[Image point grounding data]
╔══
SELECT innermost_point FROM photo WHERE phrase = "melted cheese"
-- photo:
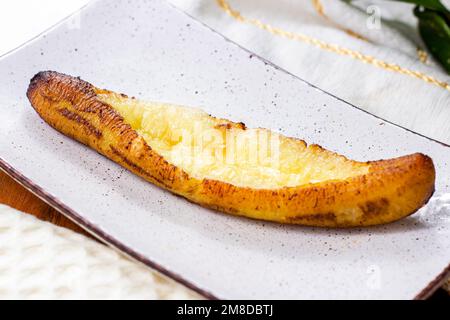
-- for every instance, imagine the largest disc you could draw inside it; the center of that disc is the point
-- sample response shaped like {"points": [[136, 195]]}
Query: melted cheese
{"points": [[207, 147]]}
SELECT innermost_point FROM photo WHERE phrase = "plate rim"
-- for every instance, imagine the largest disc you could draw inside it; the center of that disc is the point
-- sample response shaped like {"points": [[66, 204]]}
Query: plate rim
{"points": [[111, 241]]}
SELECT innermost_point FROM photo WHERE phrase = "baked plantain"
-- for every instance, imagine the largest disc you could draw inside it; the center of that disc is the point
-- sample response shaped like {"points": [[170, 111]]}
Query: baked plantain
{"points": [[223, 165]]}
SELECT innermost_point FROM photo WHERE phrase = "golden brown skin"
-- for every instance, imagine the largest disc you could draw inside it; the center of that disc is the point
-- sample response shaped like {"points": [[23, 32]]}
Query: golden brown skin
{"points": [[392, 189]]}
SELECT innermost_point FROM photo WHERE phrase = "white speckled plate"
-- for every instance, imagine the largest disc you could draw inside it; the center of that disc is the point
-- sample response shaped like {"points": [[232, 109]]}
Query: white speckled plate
{"points": [[151, 50]]}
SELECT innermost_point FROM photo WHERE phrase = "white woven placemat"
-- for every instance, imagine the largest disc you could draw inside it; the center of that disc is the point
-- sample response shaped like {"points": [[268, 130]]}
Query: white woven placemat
{"points": [[39, 260]]}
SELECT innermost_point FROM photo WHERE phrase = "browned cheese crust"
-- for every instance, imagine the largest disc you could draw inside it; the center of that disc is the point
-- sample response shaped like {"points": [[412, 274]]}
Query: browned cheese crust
{"points": [[392, 189]]}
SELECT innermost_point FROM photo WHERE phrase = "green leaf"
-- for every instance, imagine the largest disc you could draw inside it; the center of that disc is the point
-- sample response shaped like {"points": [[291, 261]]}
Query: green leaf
{"points": [[435, 32], [428, 4]]}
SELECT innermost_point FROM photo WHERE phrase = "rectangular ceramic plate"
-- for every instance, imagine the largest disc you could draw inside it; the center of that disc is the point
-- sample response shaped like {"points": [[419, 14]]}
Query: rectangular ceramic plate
{"points": [[151, 50]]}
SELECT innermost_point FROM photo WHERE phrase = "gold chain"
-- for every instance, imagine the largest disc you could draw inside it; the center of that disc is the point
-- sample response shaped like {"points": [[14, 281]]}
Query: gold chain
{"points": [[331, 47]]}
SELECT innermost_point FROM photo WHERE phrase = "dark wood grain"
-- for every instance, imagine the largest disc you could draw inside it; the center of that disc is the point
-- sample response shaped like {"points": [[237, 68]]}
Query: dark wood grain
{"points": [[16, 196]]}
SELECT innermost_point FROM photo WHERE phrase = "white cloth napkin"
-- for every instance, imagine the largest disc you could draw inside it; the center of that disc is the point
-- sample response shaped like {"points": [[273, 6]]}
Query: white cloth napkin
{"points": [[405, 100]]}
╚══
**Activity:** Exactly as written, restate all of the data, leaving out the images.

**Output for this task:**
SELECT innermost_point FROM photo WHERE phrase = "melted cheese"
-- photo:
-- for every instance, imagine the largest disc you could draw inside it; the center of that disc is the point
-- sample response shaped like {"points": [[136, 195]]}
Query: melted cheese
{"points": [[207, 147]]}
SELECT innermost_point FROM photo WHERE phrase = "plate rim"
-- for every instance, imagine the largest disc you could draw inside it; the center of that disc is the point
-- sample response shaped like {"points": [[66, 204]]}
Query: plate rim
{"points": [[111, 241]]}
SELECT innermost_point FROM photo WHERE phrase = "baked plantain"
-- for every instance, imagine the largest disc you could draw inside it; the center of that disc is the point
-- sample response shaped like {"points": [[170, 111]]}
Query: baked plantain
{"points": [[223, 165]]}
SELECT innermost_point FROM photo WHERE phrase = "golden brown skin"
-- for every instance, imagine the largest disc you could draw inside it; the center of that disc is the point
-- sample response shaped like {"points": [[23, 32]]}
Query: golden brown skin
{"points": [[392, 189]]}
SELECT innermost_point FROM photo WHERE phrase = "white speckled plate"
-- for every instance, imagine the largest disc you could draw inside it; the center of that disc is the point
-- sample response shaped like {"points": [[232, 109]]}
Query: white speckled plate
{"points": [[151, 50]]}
SELECT innermost_point FROM photo WHERE phrase = "white woven placemat"
-- for every instance, imagine the largest disc you could draw inside it; the center of that disc is the point
-- sample response shaped like {"points": [[268, 130]]}
Query: white woven placemat
{"points": [[39, 260]]}
SELECT innermost_point FROM photo WHERE phrase = "browned cheese crust"
-- for every instance, imagine the largest disc you could draw inside it; the center of that disc is the point
-- sample response shaped like {"points": [[412, 274]]}
Query: browned cheese crust
{"points": [[392, 189]]}
SELECT innermost_point FROM photo WHERE phrase = "green leaf"
-- for every instance, imagine the largest disc you could draw inside it; the center of that disc is the point
-- sample response shaped like {"points": [[291, 261]]}
Query: green leaf
{"points": [[435, 32], [428, 4]]}
SELECT innermost_point FROM photo WHERE phrase = "rectangular ceramic plate"
-- for every instance, imagine the largest disc you could draw inside it; the center of that disc is the point
-- sample response shaped like {"points": [[419, 14]]}
Query: rectangular ceramic plate
{"points": [[151, 50]]}
SELECT innermost_point FROM photo WHERE phrase = "gold chain"
-- for every instance, imagine the largest disc you could draw inside it; the center of that disc is the point
-- sample response shaped like {"points": [[14, 281]]}
Query: gold chain
{"points": [[331, 47]]}
SELECT innermost_point FROM photo WHERE phrase = "dark wood grain"
-- for every instance, imagine the largest disc you could draw inside it; the center of that disc is the point
-- sample response shaped like {"points": [[237, 68]]}
Query: dark wood grain
{"points": [[16, 196]]}
SELECT innermost_point FROM photo WHERE phrase = "white cloth napkin"
-- for every instance, imagine the largest disc you could draw inside it; the center of that disc is the point
-- sample response shaped like {"points": [[273, 6]]}
Query: white cloth napkin
{"points": [[405, 100]]}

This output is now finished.